THE EXERCISE →
Please lay out every line of the rows below as a JSON list of strings, one string per line, with blank lines left out. Leave the pictures out of the answer.

[Excerpts from location labeling data]
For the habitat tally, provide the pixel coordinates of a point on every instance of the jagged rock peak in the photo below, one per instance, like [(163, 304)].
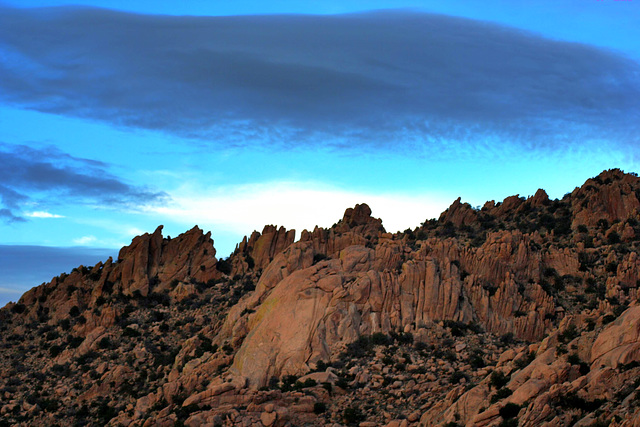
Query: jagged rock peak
[(359, 217)]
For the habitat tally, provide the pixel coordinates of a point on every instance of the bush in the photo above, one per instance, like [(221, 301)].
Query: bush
[(18, 308), (75, 311), (319, 257), (501, 394), (352, 416), (510, 410), (55, 350), (224, 266), (319, 407), (613, 238), (457, 376), (498, 380)]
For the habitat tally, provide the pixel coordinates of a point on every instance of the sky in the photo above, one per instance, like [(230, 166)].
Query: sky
[(118, 116)]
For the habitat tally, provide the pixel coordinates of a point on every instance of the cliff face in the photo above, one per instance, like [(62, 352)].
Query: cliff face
[(525, 301)]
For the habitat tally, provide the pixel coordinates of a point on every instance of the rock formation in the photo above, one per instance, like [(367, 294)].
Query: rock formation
[(522, 312)]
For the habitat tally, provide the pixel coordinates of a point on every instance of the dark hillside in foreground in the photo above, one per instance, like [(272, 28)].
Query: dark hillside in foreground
[(523, 312)]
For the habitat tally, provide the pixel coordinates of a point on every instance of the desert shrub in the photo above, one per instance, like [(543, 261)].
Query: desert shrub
[(498, 380), (457, 376), (55, 350), (319, 257), (503, 393), (319, 408), (568, 334), (523, 362), (352, 416), (224, 266), (510, 410), (573, 401), (18, 308), (104, 343)]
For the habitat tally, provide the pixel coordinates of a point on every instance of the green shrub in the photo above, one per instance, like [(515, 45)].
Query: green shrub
[(352, 416), (510, 410), (498, 380), (74, 311), (319, 408), (501, 394)]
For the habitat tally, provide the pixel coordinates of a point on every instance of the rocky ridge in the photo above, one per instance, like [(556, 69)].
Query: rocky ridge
[(523, 312)]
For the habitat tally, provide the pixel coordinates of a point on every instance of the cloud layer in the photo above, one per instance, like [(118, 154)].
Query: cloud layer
[(239, 209), (379, 79), (49, 176)]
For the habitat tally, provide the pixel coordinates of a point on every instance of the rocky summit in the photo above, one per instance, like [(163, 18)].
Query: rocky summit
[(523, 312)]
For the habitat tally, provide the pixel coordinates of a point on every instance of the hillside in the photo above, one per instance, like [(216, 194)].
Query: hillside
[(523, 312)]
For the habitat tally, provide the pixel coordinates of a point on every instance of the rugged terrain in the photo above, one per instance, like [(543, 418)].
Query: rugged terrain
[(523, 312)]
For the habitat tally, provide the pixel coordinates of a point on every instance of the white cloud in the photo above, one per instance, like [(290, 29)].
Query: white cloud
[(42, 214), (84, 240), (298, 205)]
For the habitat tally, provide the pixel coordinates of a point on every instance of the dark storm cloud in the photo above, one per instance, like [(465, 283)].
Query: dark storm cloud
[(29, 174), (380, 78)]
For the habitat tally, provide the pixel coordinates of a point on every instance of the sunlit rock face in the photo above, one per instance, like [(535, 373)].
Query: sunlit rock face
[(523, 311)]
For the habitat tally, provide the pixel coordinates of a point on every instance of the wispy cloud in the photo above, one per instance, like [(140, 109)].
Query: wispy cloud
[(84, 240), (299, 205), (42, 214), (48, 176), (377, 80)]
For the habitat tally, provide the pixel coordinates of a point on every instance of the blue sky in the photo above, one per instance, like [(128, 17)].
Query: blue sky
[(119, 116)]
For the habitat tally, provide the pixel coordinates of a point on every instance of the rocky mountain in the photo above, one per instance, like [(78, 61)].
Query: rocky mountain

CORRECT RESULT →
[
  "For the habitat tally, provide the pixel coordinates of a point on every instance of the jagged rock peak in the photo below, one per instance, like [(163, 304)].",
  "Query: jagged rock peak",
  "[(359, 217)]",
  "For the habitat tally, provide the pixel coordinates of a point on every instance of the bush in the photo above, one per instance, like [(221, 301)].",
  "Query: bush",
  "[(18, 308), (75, 311), (319, 257), (501, 394), (352, 416), (510, 410), (55, 350), (224, 266), (319, 407), (613, 238), (457, 376), (498, 380)]",
  "For the habitat tally, provide the pixel coordinates of a point on every instance of the sky in the photo above, one per instance, like [(230, 166)].",
  "Query: sky",
  "[(118, 116)]",
  "For the habitat tally, provide the pixel coordinates of a point on every instance of the cliff face in the photo above, one per instance, like [(62, 352)].",
  "Query: cliff face",
  "[(525, 301)]",
  "For the habitat tally, provide the pixel coordinates of a point on every instance of the rock formation in the photo above, one per instance, like [(367, 294)].",
  "Query: rock formation",
  "[(522, 312)]",
  "For the habitat tally, provide the pixel coordinates of a point on every instance of the dark hillside in foreground in the photo above, one per instance, like [(272, 28)].",
  "Query: dark hillside in foreground",
  "[(523, 312)]",
  "For the habitat tally, provide the pixel coordinates of a point on every instance of the desert shrub in the photo above, one per instance, like [(543, 261)].",
  "Query: desert shrub",
  "[(498, 380), (457, 376), (55, 350), (319, 257), (503, 393), (319, 408), (568, 334), (523, 362), (352, 416), (224, 266), (510, 410), (573, 401), (18, 308), (104, 343)]",
  "For the habitat tally, provide the pixel coordinates of a point on every instance of the green shrub in the photo above, one per instance, like [(515, 45)].",
  "Query: green shrub",
  "[(352, 416), (510, 410), (498, 380), (74, 311), (319, 408), (501, 394)]",
  "For the habitat tally, provide the pixel coordinates of a point on every instance of the rocky ridge in the photo above, one per instance, like [(556, 69)].",
  "Query: rocky ridge",
  "[(523, 312)]",
  "For the habitat tally, provide the pixel coordinates of a point on every instance of the cloud layer in the photo above, one per instance, like [(118, 154)].",
  "Query: cloud layer",
  "[(239, 209), (379, 79), (49, 176)]",
  "For the habitat tally, provide the pixel coordinates of a point on every instance of the rocky summit in the photo above, one per instance, like [(163, 18)].",
  "Query: rocky summit",
  "[(523, 312)]",
  "For the habitat tally, provide the pixel coordinates of a point on every instance of the hillside in the photo above, one per instance, like [(216, 194)].",
  "Query: hillside",
  "[(523, 312)]",
  "For the habitat tally, provide the pixel coordinates of a point on every instance of the rugged terrain in the photo above, one per instance, like [(543, 418)].",
  "Query: rugged terrain",
  "[(523, 312)]",
  "For the habitat tally, provide the pixel coordinates of a point on every instance of the white cloud in the photo above, one per instance, like [(290, 29)].",
  "Query: white cloud",
  "[(42, 214), (84, 240), (298, 205)]",
  "For the habitat tally, provide the pixel coordinates of a point on every instance of the dark storm cloud in the photo above, one per instance, like [(465, 283)].",
  "Query: dark storm cloud",
  "[(29, 174), (380, 78)]",
  "For the habitat tally, provide the pixel coordinates of a point on every instance of the sunlit rock face in the photo above, one per instance, like [(535, 373)].",
  "Query: sunlit rock face",
  "[(523, 311)]",
  "For the habitat tally, provide the pixel coordinates of a point on every instance of the wispy cloud in the photo above, one per instance, like [(140, 109)].",
  "Query: wispy cloud",
  "[(84, 240), (299, 205), (42, 214), (48, 176), (377, 80)]",
  "For the habitat tally, provide the pixel coordinates of a point on every instance of the blue sky in the photo above, one per instance, like [(128, 17)].",
  "Query: blue sky",
  "[(119, 116)]",
  "For the habitat tally, provide the pixel coordinates of a point on every instance of the rocky mountain in the photo above, one per instance, like [(78, 61)].",
  "Query: rocky mountain"
]